# TAREFAS PROPOSTAS
a: Transcreva do excerto, sem qualquer alteração, o trecho que vai de "Tudo e todos" até "as Forças Armadas.".
b: Responda às seguintes perguntas com base no excerto:
(i) A que tribunal pertencem os dois juízes mencionados?
(ii) Pelo que foi trocada a pobreza cambial nos 42 anos referidos?
(iii) Que classe essencial o excerto diz ter sido enlameada?

BARROSO da FONTE |
A sociedade exige clareza, respeito e rigor.
Se esta trilogia não existir, a sociedade não funciona. Soube-se que dois
juízes do Tribunal Constitucional que vão avaliar os gestores da CGD, não
cumpriram a mesma lei. Eticamente é um paradoxo, é reprovável e tem sido este
vício um avolumar de situações anómalas.
Há 42 anos deu-se um golpe de Estado em
Portugal sob a alegação de que desde há 48 anos era invivível o clima reinante.
Tudo e todos se renderam a essa regra de ouro.
Nestes 42 anos apenas se trocou a pobreza
cambial pelos fundos comunitários. Trocou-se a falta de liberdade pela
libertinagem, a segurança pela instabilidade social, a agricultura pelo
desemprego campesino, a terra arável pelas urzes e silvados, os produtos
ecológicos pelos químicos enlatados e insípidos, as fábricas de têxteis em
laboração plena, pelos prédios em ruínas, enfim, só a liberdade triunfou, dando
para tudo até para enlamear classes essenciais como são as Forças Armadas.
Pretendo dar o meu testemunho de jornalista e
de militar, embora de curta duração, porque fui miliciano. De ambas as
condições me orgulho.
Como jornalista
honro-me muito, pela insistência em dar voz às gentes da minha Terra e da minha
geração. Fiz militância desta arma de combate permanente. Cedo me envolvi. E,
sem obter proventos de qualquer natureza, repercuti a voz do meu Povo, sabendo
que corria o risco de somar adversários
e até alguns inimigos, não nesse povo, mas entre alguns bem instalados de todos
os sítios, condições e idades.
Como militar não pude furtar-me, como alguns
fizeram, porque não nasci em berço de ouro, nem tive pais influentes, como
alguns que, antes e depois, serviram o regime, dele se valeram, e, ziguezagueando para a adaptação, vivem hoje como nababos, não merecendo o pão
que comem.

# LINHAS FORNECIDAS
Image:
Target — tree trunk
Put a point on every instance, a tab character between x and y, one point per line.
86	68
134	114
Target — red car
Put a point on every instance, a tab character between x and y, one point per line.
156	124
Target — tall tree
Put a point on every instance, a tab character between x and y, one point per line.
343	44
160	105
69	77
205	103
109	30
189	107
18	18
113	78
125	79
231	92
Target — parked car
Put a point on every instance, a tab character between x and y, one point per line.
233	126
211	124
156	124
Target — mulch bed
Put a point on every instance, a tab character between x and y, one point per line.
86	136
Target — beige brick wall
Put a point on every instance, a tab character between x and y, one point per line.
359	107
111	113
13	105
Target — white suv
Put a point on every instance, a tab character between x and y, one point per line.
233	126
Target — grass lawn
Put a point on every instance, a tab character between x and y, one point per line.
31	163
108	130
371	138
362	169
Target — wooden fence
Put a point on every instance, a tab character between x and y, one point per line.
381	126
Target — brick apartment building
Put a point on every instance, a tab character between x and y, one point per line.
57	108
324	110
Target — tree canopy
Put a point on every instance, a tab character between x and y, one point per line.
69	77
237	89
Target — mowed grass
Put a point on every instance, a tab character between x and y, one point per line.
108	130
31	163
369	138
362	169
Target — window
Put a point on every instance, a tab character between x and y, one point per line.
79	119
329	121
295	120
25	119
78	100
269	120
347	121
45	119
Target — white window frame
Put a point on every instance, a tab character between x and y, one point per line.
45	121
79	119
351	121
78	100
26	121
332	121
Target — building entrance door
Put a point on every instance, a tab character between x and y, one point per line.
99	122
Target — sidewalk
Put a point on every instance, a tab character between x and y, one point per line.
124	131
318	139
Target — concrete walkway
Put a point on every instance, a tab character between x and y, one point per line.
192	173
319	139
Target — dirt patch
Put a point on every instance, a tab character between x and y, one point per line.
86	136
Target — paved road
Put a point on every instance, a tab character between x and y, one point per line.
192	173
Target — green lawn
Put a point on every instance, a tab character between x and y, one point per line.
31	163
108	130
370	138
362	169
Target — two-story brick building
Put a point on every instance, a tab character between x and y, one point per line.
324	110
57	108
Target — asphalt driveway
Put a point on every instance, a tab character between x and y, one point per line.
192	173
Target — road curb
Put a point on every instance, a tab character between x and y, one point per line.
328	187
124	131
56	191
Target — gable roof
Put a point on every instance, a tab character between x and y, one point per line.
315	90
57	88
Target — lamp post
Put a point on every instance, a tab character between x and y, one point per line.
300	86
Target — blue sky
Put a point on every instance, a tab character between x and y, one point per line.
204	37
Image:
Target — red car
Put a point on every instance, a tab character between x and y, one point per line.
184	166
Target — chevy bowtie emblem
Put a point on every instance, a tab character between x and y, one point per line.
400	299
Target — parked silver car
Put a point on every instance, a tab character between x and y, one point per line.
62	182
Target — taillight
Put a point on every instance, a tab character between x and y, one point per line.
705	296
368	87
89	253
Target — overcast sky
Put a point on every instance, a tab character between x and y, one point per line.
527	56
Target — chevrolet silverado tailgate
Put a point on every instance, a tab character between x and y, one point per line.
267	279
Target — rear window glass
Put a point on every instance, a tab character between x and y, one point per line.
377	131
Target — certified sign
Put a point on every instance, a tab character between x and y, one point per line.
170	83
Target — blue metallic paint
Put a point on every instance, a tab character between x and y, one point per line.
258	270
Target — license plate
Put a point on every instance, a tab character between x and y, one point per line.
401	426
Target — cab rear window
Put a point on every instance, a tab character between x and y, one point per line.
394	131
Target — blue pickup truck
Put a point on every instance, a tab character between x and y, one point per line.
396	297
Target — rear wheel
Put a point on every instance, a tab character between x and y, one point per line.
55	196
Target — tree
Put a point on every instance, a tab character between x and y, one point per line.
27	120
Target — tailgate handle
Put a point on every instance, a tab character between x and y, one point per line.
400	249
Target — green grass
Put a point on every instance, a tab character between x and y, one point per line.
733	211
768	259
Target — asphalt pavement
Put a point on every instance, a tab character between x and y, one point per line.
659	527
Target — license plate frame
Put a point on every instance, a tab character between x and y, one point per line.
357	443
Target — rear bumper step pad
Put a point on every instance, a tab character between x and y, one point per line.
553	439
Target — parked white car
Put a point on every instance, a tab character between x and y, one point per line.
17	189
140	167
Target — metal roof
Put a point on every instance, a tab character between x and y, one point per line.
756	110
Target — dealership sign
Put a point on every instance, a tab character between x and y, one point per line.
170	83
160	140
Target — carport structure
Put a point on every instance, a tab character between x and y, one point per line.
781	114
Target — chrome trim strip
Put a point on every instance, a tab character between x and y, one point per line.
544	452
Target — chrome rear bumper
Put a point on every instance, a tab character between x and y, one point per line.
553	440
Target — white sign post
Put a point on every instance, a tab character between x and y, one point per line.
--
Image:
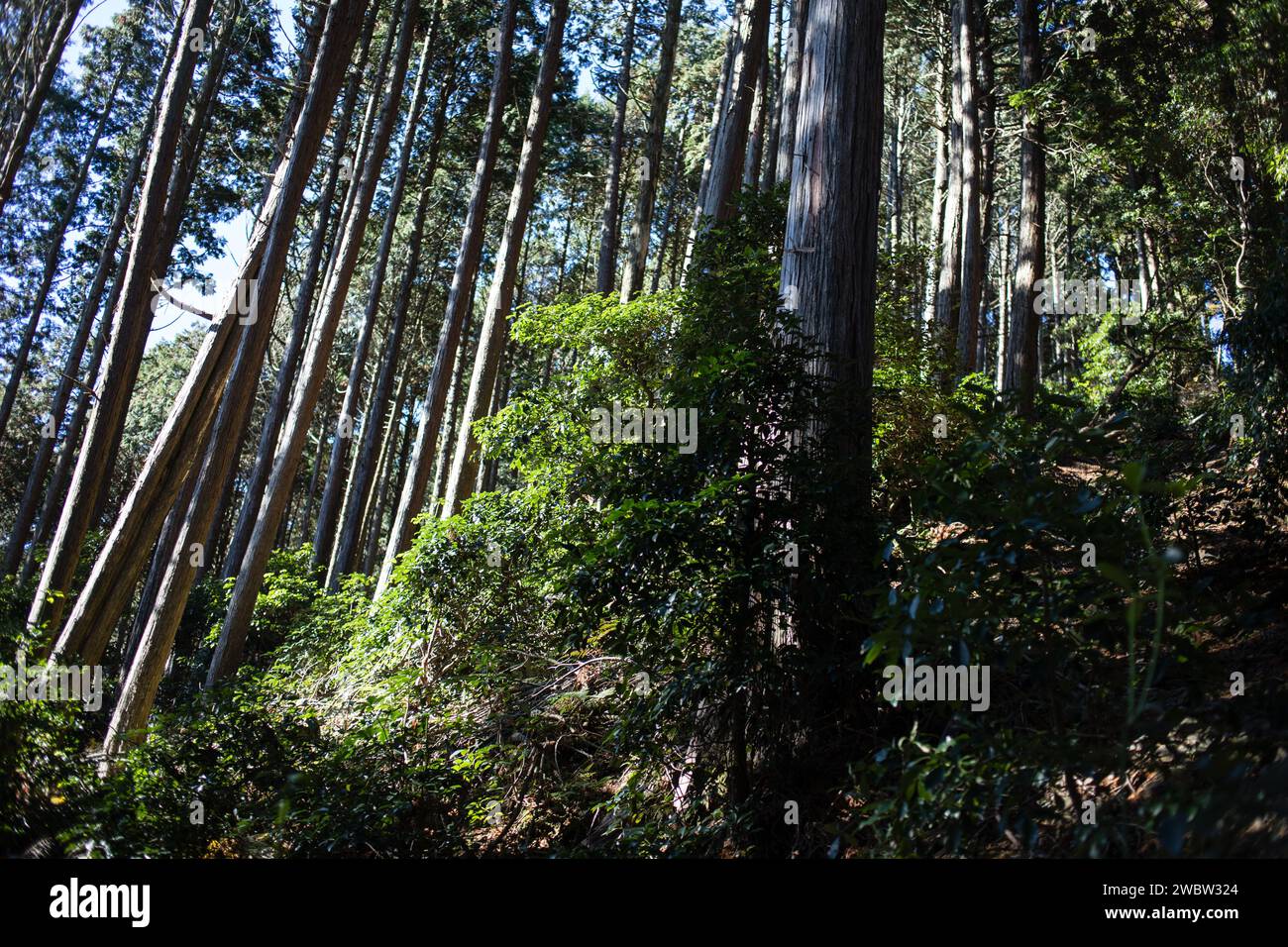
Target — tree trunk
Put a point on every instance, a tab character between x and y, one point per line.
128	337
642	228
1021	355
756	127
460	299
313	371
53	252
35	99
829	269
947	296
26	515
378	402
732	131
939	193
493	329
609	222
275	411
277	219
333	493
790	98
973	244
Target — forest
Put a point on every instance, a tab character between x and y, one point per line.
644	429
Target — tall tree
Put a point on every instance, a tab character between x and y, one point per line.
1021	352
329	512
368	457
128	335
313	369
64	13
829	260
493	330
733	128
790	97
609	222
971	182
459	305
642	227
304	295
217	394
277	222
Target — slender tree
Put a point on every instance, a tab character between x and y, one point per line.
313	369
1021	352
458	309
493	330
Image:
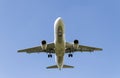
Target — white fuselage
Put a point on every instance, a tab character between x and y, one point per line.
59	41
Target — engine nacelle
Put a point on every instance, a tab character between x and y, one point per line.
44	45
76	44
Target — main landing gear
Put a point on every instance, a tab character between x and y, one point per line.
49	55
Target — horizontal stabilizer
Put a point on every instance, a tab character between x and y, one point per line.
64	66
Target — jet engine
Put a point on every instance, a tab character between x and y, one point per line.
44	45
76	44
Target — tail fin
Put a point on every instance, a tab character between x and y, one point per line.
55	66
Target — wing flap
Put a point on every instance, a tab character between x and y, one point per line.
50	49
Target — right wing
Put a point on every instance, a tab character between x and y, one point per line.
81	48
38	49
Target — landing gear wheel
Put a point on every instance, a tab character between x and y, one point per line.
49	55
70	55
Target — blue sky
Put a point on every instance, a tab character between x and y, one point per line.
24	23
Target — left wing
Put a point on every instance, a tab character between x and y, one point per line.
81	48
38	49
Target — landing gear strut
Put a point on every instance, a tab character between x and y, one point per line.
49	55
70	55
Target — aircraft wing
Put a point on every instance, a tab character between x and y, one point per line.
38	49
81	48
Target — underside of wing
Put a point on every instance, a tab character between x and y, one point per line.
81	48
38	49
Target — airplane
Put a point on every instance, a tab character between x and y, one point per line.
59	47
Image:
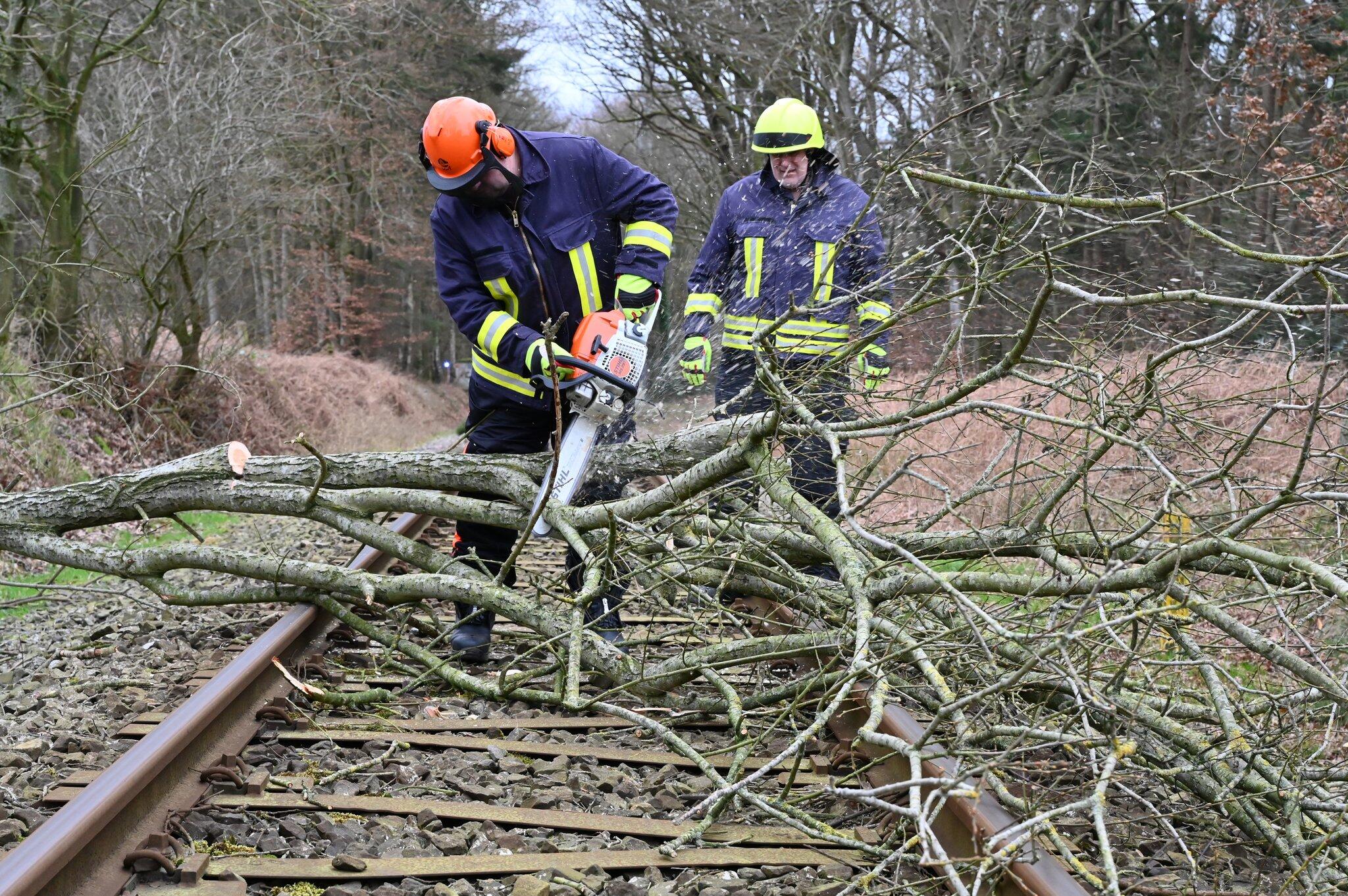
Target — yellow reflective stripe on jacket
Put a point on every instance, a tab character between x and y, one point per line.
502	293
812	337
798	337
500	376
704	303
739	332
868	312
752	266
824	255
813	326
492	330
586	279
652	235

# RESPOSTAS ÀS TAREFAS
a:
Tudo e todos se renderam a essa regra de ouro.
Nestes 42 anos apenas se trocou a pobreza
cambial pelos fundos comunitários. Trocou-se a falta de liberdade pela
libertinagem, a segurança pela instabilidade social, a agricultura pelo
desemprego campesino, a terra arável pelas urzes e silvados, os produtos
ecológicos pelos químicos enlatados e insípidos, as fábricas de têxteis em
laboração plena, pelos prédios em ruínas, enfim, só a liberdade triunfou, dando
para tudo até para enlamear classes essenciais como são as Forças Armadas.

b:
(i) Ao Tribunal Constitucional.
(ii) Pelos fundos comunitários.
(iii) As Forças Armadas.